* _抜粋本文_
•••

【翻訳家と悪口】「あばずれ」じゃないんじゃない?

英日・日英翻訳講座のRoberto先生の記事。悪口について。

今日はちょっと大人の話をしようと思います...それは「悪口」。

悪口(罵倒・悪態)ほど国民性を示すものはないかもしれません。
それぞれの言語が持っている最も面白くて興味深い部分です。

一生懸命勉強して覚えた英単語や表現はすぐに忘れてしまうのに、ちょっと映画で耳にした悪口は、すぐに覚えてしまい、しかもよく聞き取れる。ありますよね?!

今日のブログはそんな悪口の翻訳について考えていきましょう。

 

悪口の分類は世界共通!?

面白い現象ですが、おそらく多くの文化や言語において、悪口は決められたパターンやテーマをフォローしています。その中でもメインなテーマを挙げてみましょう。
ほんのちょっと下品ですから、気持ちの準備をお願いします!

  • 「くそ」のテーマ:Shit! や Piece of shit など。
  • 「母親/息子」のテーマ:Son of a bitch など。
  • 「セックス」のテーマ:Fuck off など。
  • 「お尻」のテーマ:My ass や ass hole など。
  • 「暴力をセックスに例える」のテーマ:I will fuck you up など。

なぜ、これらは様々な言語において同じ、もしくは似ているのでしょう。とても不思議でたまりません。Slang や「悪口」という文化的な現象から、私たち人間の一つの共通点が見えてくるのかもしれない。意外に深いですね。

 

悪口の豊かな言語 vs. 乏しい言語

私の母国語であるイタリア語を含むラテン系の言語は、悪口のバリエーションが多く、「悪口の豊かな国」と言えるでしょう。ラテン系の言語に並んで、英語も悪口が多い言語だと思います。

その一方、日本語は悪口のバリエーションが乏しいですよね。
悪口の中でも、最大の侮辱に繋がる「母親」のテーマで思い浮かぶ悪口を妻に聞きましたが、「おまえのかあちゃん出ベソ」ぐらいしか思い浮かばないと言われました。

•••

* _出題内容 A_
以下のエントリから、語「large」を含む行をすべて抜き出して返してください。

•••

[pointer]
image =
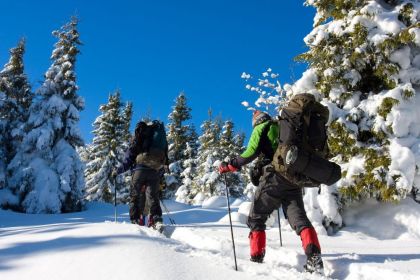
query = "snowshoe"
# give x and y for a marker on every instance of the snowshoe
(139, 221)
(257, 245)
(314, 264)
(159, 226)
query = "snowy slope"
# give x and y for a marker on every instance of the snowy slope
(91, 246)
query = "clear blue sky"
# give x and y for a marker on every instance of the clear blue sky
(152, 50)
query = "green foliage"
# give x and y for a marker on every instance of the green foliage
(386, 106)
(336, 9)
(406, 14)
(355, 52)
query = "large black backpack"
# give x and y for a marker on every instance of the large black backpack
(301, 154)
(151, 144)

•••

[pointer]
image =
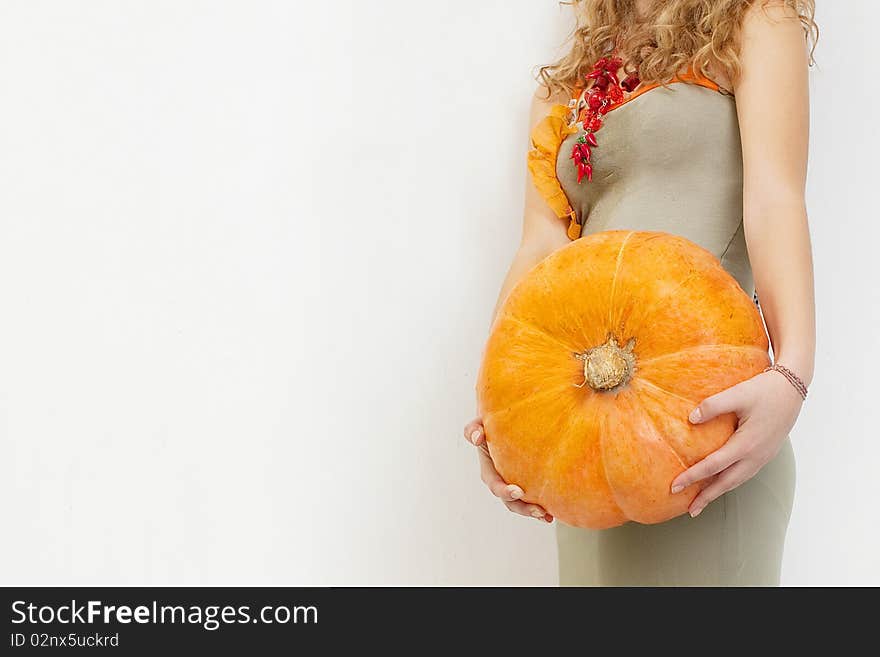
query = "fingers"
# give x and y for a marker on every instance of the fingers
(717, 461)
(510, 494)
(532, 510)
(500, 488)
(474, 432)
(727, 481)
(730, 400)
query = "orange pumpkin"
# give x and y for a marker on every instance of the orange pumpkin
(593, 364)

•••

* _出題内容 B_
上に掲げた悪口の翻訳についての文章を、全文一字一句違えずに再現してください。

* _解答例 A_
query = "large black backpack"
# give x and y for a marker on every instance of the large black backpack

* _解答例 B_
【翻訳家と悪口】「あばずれ」じゃないんじゃない?

英日・日英翻訳講座のRoberto先生の記事。悪口について。

今日はちょっと大人の話をしようと思います...それは「悪口」。

悪口(罵倒・悪態)ほど国民性を示すものはないかもしれません。
それぞれの言語が持っている最も面白くて興味深い部分です。

一生懸命勉強して覚えた英単語や表現はすぐに忘れてしまうのに、ちょっと映画で耳にした悪口は、すぐに覚えてしまい、しかもよく聞き取れる。ありますよね?!

今日のブログはそんな悪口の翻訳について考えていきましょう。

 

悪口の分類は世界共通!?

面白い現象ですが、おそらく多くの文化や言語において、悪口は決められたパターンやテーマをフォローしています。その中でもメインなテーマを挙げてみましょう。
ほんのちょっと下品ですから、気持ちの準備をお願いします!

  • 「くそ」のテーマ:Shit! や Piece of shit など。
  • 「母親/息子」のテーマ:Son of a bitch など。
  • 「セックス」のテーマ:Fuck off など。
  • 「お尻」のテーマ:My ass や ass hole など。
  • 「暴力をセックスに例える」のテーマ:I will fuck you up など。

なぜ、これらは様々な言語において同じ、もしくは似ているのでしょう。とても不思議でたまりません。Slang や「悪口」という文化的な現象から、私たち人間の一つの共通点が見えてくるのかもしれない。意外に深いですね。

 

悪口の豊かな言語 vs. 乏しい言語

私の母国語であるイタリア語を含むラテン系の言語は、悪口のバリエーションが多く、「悪口の豊かな国」と言えるでしょう。ラテン系の言語に並んで、英語も悪口が多い言語だと思います。

その一方、日本語は悪口のバリエーションが乏しいですよね。
悪口の中でも、最大の侮辱に繋がる「母親」のテーマで思い浮かぶ悪口を妻に聞きましたが、「おまえのかあちゃん出ベソ」ぐらいしか思い浮かばないと言われました。